[start]

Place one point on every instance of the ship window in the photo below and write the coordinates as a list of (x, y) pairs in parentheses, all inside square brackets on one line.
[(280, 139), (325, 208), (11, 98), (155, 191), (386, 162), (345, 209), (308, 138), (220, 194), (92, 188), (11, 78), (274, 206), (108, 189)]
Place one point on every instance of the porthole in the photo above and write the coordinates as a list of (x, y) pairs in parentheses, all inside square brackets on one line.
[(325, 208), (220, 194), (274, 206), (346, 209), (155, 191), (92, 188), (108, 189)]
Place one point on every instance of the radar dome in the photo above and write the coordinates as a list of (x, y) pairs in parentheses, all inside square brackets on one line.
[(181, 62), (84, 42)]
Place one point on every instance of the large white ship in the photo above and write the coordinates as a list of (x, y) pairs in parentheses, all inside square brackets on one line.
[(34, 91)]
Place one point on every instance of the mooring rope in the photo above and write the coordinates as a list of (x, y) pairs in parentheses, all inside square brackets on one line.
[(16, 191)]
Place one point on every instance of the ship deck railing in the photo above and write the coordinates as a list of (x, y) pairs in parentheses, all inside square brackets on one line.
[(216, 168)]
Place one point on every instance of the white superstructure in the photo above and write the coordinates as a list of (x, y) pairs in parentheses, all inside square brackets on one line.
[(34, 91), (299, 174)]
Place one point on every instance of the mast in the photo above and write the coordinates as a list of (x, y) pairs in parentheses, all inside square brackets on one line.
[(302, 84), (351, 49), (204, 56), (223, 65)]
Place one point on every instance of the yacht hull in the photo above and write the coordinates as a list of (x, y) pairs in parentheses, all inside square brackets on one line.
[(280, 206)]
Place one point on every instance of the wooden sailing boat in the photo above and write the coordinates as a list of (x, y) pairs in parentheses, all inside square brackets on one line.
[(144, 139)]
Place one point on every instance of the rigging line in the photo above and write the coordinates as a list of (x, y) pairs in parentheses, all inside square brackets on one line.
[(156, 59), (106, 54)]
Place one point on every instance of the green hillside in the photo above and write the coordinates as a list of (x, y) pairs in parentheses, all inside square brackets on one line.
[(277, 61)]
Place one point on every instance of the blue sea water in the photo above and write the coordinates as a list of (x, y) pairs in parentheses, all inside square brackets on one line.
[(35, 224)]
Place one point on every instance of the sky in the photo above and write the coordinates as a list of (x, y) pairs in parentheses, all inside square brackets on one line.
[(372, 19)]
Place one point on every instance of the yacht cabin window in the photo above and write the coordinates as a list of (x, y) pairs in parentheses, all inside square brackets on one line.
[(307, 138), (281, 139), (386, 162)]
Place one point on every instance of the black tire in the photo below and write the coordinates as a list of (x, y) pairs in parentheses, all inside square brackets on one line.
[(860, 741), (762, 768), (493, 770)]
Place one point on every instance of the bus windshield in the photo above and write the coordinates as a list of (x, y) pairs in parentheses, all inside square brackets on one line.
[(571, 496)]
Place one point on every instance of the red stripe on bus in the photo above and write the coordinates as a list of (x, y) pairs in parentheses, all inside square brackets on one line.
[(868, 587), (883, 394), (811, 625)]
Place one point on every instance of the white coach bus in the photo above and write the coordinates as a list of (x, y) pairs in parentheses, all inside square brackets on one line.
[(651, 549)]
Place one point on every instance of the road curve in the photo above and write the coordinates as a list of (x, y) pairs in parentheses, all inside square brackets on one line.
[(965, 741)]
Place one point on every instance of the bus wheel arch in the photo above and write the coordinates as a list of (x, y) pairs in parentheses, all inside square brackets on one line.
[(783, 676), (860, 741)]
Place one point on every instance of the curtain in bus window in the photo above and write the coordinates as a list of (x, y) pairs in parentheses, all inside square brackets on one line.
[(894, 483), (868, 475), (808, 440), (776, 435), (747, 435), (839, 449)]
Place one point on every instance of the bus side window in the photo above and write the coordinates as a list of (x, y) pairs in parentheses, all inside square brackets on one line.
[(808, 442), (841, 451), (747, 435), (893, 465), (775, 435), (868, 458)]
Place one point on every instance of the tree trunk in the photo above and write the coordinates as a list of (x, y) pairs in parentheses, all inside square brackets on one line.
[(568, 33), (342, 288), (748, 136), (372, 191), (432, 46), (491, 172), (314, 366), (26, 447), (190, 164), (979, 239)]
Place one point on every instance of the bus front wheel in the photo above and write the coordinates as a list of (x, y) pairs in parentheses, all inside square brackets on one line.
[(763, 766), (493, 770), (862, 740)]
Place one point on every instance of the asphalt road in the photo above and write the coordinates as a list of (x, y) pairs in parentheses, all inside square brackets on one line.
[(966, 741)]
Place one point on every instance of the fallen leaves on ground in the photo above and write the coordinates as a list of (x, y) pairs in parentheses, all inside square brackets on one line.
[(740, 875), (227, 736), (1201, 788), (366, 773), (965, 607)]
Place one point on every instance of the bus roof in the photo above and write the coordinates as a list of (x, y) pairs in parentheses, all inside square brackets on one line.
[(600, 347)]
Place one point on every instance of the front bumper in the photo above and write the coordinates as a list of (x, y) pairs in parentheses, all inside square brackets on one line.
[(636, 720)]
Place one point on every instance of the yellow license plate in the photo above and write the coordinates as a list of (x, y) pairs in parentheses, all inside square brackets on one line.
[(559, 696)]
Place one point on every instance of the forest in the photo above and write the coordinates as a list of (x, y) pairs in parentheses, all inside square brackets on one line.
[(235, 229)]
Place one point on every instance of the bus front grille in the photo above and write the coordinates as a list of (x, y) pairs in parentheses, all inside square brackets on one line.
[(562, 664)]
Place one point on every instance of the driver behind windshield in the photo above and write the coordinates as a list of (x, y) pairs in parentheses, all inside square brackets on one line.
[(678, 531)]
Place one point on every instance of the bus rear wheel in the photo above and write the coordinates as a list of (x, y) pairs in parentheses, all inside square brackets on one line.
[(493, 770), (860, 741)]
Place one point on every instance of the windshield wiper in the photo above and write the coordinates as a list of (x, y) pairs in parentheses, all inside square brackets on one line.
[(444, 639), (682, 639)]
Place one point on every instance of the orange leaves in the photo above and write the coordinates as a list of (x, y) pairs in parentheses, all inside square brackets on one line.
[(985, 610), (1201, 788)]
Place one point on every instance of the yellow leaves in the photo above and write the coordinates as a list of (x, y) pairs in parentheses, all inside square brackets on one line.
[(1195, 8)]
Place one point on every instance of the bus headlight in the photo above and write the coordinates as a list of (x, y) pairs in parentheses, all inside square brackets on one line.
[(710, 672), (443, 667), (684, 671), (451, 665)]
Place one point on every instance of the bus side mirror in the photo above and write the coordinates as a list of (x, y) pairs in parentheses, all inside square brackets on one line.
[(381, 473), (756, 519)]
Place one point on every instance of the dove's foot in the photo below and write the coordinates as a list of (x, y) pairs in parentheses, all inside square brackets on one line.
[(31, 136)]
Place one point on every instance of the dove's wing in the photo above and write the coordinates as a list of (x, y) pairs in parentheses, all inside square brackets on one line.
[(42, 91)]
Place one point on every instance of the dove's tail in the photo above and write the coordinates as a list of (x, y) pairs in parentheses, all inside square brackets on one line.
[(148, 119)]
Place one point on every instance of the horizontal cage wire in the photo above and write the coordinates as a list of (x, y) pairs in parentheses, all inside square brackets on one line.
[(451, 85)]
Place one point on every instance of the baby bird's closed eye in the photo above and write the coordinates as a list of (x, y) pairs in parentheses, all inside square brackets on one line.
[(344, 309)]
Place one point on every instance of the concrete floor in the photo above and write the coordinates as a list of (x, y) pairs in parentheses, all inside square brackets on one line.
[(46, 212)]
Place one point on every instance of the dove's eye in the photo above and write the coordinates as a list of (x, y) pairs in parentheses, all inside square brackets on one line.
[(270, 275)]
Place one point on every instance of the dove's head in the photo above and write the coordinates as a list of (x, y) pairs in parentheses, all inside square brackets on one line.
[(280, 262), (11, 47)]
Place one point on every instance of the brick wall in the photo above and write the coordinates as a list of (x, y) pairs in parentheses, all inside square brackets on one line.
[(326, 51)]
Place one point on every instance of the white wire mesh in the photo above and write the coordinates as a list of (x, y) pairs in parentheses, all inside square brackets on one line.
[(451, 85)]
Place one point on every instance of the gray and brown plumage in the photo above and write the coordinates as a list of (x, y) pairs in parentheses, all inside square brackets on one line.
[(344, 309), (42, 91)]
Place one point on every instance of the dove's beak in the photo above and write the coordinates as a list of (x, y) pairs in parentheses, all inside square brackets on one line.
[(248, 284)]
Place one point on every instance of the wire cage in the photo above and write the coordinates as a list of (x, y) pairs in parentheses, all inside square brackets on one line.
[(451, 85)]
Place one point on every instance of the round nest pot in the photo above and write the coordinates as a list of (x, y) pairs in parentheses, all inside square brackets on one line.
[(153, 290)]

[end]

WHAT THE EXERCISE ASKS –
Copy the listing from the line with "Place one point on every instance of the yacht cabin" through the line with "[(307, 138), (281, 139), (386, 162)]", keeping the request as it is, and shift each coordinate in the answer by adding 60 to it.

PROBLEM SOLUTION –
Place one point on every instance of the yacht cabin window in the photo above and write the coordinates as a list of (x, y) pairs in parentheses, all inside square brackets on one line.
[(367, 198), (341, 199), (446, 222)]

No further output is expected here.